-- TASKS --
• a. Please translate this sentence from the passage on love and the mirror stage into Spanish: "This is the inherent difference between us and the other animals."
• b. Extend the passage on love and the mirror stage, picking up right after its final sentence.

-- QUOTED TEXT --

The above quote has to do (more or less) with the mirror stage. What that is is essentially a hypothetical scenario of: baby/toddler staring into a mirror and looking at their own reflection, while mom/dad (usually mom) is standing behind them and pointing at their reflection, saying out loud, “That’s you, honey. That’s you.”
The Lacanian thought is that this “moment” happens to every single human at a point in their babyhood, and it is important that it does because it is the point in which language “breaks” a person’s impression of the world, and moves them into the realm of reference and association. After all, what the baby is seeing is not actually “them”, it is a reflection of them. An impression. It would be impossible to see the actual self, since none of us can take our own eyes out to look at our faces.
But what does any of this have to do with love? Bear with me, I’m getting there. I promise.
So because humans become, inherently and unavoidably, creatures of language, there forms a kind of “lack” in the soul. When I say the word “tree” an image forms in your head, but it is not actually what a tree is. It is a reference point based on a sound that we have attached to this thing for the ease of reference. There’s no possible way to know which “tree” I’m actually talking about, so you use the generalized version—the idea of one and every tree—to understand.
This is the lack. The gap in communication. Something has become lost in the sequence and there isn’t anything to replace it. Not really. This is the inherent difference between us and the other animals. Language. It is responsible for all things in society. Politics, literature, art, religion, science and math, cartography, philosophy, you name it. All of these “systems” are built entirely on the structure of language, which we have already established is a structure of insufficiency. It never gets to the actual “thing” that it is trying to determine. The animals have no need for it because they exist on the plane of “Id” as Freud would go. They abide by the natural, cyclical rules of the food chain. Primal life.
And this is where the idea of “love” comes in. As humans are creatures of inherent “lack”, they have cravings and desires for more. All of us have that gap in ourselves, and yet we search for another our whole lives regardless. We crave someone else, who also lacks just as much as us, but in a way that we can bear to stand, and we consider that satisfaction enough.
So, love is giving something we do not have (our inherent “lack” or nothingness) to someone who does not want it (because none of us want more “lack” in our lives, but we still exchange it anyway). And this is considered to be the tantamount act of selflessness, this exchange.
It is like grief, in a way. One person carries the other’s pain and the other does the other.
With this in mind, love and death have both been on my mind (not the movie, the things) recently. As is natural for wintertime, I’ve been considering both in all ways academic, emotional, and surreal. I suppose as I’m writing this I’m realizing that the convergence of these two things is indeed grief. If love is red and death is blue, then for the past several weeks, my heart has been filled with purple.
In particular because the charm of this winter has been flavoured by all kinds of love. Both old and new. As we age, friends are getting engaged, and parties are being thrown to celebrate those engagements. People that I’ve fallen out of touch with have miraculously come back out of the woodwork. Years of forgetfulness, just effortlessly washed away with a few sentences over text, or a quiet catch up over dinner. And as much as most of the goodwill during winter is a matter of friction, there is something more satisfactory about the unfinished business of an old friend.

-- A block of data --
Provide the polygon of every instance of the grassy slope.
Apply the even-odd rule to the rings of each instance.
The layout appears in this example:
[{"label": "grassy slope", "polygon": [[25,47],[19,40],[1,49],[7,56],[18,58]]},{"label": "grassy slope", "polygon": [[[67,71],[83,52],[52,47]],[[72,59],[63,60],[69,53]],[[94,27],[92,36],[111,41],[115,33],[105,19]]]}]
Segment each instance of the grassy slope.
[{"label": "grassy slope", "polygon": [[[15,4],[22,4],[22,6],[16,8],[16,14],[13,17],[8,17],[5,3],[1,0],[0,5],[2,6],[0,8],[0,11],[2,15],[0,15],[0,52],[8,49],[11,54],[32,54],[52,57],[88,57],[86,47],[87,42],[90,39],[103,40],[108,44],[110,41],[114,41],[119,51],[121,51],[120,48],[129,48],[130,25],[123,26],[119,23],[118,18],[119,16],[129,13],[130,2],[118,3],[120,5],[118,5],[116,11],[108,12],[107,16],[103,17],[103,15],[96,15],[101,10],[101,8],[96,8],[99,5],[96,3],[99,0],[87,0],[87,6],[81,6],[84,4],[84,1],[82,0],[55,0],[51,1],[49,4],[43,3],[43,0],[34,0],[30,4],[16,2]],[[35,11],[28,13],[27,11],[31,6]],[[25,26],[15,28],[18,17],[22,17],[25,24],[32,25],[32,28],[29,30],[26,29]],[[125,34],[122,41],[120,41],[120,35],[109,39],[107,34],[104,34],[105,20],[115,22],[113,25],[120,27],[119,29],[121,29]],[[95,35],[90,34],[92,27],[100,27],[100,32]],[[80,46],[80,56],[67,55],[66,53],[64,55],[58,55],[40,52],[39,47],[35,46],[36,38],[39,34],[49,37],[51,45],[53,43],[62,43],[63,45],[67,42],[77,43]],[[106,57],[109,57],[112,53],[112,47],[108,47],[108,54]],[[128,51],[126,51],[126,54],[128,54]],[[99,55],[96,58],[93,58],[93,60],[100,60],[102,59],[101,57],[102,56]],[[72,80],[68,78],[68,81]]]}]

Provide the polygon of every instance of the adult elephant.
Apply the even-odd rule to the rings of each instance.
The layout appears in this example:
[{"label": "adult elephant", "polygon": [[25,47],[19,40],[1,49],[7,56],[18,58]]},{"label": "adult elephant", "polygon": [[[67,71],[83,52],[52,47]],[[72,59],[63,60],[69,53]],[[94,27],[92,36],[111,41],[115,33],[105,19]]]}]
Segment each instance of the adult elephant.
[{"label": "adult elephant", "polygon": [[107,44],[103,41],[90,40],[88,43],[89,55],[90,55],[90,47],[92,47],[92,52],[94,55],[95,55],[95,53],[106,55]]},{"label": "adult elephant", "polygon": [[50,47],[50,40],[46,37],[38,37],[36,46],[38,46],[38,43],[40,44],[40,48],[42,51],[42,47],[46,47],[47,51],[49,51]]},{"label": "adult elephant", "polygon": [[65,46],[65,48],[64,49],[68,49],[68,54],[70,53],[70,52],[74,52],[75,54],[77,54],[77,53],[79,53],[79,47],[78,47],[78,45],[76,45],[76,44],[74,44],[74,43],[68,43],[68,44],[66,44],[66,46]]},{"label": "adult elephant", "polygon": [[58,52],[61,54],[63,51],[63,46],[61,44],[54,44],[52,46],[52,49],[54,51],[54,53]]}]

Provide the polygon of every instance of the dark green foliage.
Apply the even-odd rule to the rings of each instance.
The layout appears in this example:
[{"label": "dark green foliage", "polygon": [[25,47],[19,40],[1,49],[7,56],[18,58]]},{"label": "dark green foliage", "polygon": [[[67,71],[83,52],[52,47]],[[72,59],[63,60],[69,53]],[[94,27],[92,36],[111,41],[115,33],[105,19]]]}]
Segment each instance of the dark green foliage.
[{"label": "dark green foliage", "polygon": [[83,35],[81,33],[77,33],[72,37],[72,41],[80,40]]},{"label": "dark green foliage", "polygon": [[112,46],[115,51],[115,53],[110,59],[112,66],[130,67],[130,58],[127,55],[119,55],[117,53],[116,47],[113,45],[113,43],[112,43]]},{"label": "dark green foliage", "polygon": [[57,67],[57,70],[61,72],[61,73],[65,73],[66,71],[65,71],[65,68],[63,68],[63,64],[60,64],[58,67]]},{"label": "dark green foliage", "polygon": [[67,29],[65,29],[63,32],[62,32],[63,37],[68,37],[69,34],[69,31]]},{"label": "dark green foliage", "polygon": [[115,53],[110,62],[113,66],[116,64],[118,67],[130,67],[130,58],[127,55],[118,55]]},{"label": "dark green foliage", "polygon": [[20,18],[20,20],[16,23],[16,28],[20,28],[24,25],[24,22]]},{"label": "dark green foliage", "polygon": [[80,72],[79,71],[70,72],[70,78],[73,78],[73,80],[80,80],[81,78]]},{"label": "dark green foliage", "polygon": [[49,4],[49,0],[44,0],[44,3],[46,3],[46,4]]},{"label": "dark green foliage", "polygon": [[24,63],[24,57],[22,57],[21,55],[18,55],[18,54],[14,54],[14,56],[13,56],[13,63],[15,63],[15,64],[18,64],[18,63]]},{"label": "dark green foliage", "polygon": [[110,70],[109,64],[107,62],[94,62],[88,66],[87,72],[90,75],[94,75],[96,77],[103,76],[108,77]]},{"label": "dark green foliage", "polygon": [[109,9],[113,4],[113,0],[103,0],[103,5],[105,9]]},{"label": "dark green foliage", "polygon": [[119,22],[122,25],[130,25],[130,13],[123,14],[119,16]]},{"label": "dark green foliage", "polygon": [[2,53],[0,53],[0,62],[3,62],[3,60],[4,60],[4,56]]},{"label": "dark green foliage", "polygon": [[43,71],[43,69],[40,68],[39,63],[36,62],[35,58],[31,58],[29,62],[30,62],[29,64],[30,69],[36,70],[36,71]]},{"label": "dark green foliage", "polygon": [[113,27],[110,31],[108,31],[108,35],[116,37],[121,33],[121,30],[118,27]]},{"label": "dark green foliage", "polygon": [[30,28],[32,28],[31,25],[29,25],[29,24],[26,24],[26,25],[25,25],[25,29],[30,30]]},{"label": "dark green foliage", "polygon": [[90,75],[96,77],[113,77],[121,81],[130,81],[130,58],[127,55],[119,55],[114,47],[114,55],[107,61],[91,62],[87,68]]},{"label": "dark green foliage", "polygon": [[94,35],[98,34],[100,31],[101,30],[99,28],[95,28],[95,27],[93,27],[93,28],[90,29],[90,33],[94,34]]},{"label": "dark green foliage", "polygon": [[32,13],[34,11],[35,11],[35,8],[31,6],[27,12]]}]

-- RESULTS OF THE TASKS --
• a. Esta es la diferencia inherente entre nosotros y los demás animales.

• b.
Like feeling your stomach widen pleasantly with sleep and still smiling softly when the dessert comes out for you. A dessert you’d forgotten you ordered.
I don’t particularly believe that there is a drought of love in society. I think that it has changed its form, is less about the simplicitude of snow or a child’s laughter, and more now about the stakes involved. That kind of damnation, heightened by the media we consume, that’s so seductive. The priorities of love invariably come to be dramatized. What with the impending spectacle of Valentine’s Day and its endless stream of roses, there is a kind of morbidity that has developed with this associated price tag. There is this push to “prove” oneself to another person in order to make your interest known. I just don’t think that’s very fair.
Devotion has taken its place, and that’s just a word.
I’m not so sure that there is a single solution to this “chase,” since we’ve just discussed the nature of humanity as something ultimately unsatisfied. Nor do I think that this is a matter of fault, or a “bad” thing. It is a social shift. What I will say is that because of this shift, love has become entirely less tender of a thing.
Balzac once wrote, “The kindness which knits two souls together is as rare, as divine, and as little understood as the passion of love, for both love and kindness are the lavish generosity of noble natures.”
I love that he described these two things as “lavish.” I suppose they are. What I love further about this quote is that he speaks nothing to the idea of romance, or chivalry or expectation, but equates something as grand and mysterious and misunderstood as love to the forgotten beauty of kindness.
And that is where the drought comes in, I believe. The absence of kindness inside of love. Most of what we understand “love” to be in today’s digest is too mixed in with lust, or with drama, or with eternity. There are insurmountable stakes to it, and expectations that go beyond the scope of the modern capability. What people now describe as the “bare minimum” is essentially delusion or entitlement disguised as self worth, and it only feeds into the vicious cycle of dissatisfaction.
I wonder why this is the contemporary definition of love—this exquisite pain—where the softened alternative of kind, sleepy eyes is just simpler overall to swallow.
I know it is too simple to say all this and try to be “right” about it. I understand that there are factors like heartache and missed opportunities, of yearning and of the blinding necessity for physical intimacy. Fear and exhaustion. All these things contribute to the drought just the same, but the kicker is that it still mostly ends up as self-flagellation. To be afraid of betrayal, or of heartbreak, or failure, is just as abject as cruelty. Except it’s done to the self, so nobody wins.
This is not a “lower your standards and stop being so picky” post. It’s just a consideration, and a revisitation, of priority. I think one of the things that has sustained me for so long (especially through this winter) has been this state of being pleasantly sleepy. Of staying within it as long as I can. I maintain that, for me, it is the closest I can get to a place of holistic, completed peace, even if only for a little while. It is a drug of gratitude, always delighting me in moments I wasn’t expecting it. So, the call to action of this post is this, I suppose: Try and find out what your equivalent is. T’would be a fun experiment.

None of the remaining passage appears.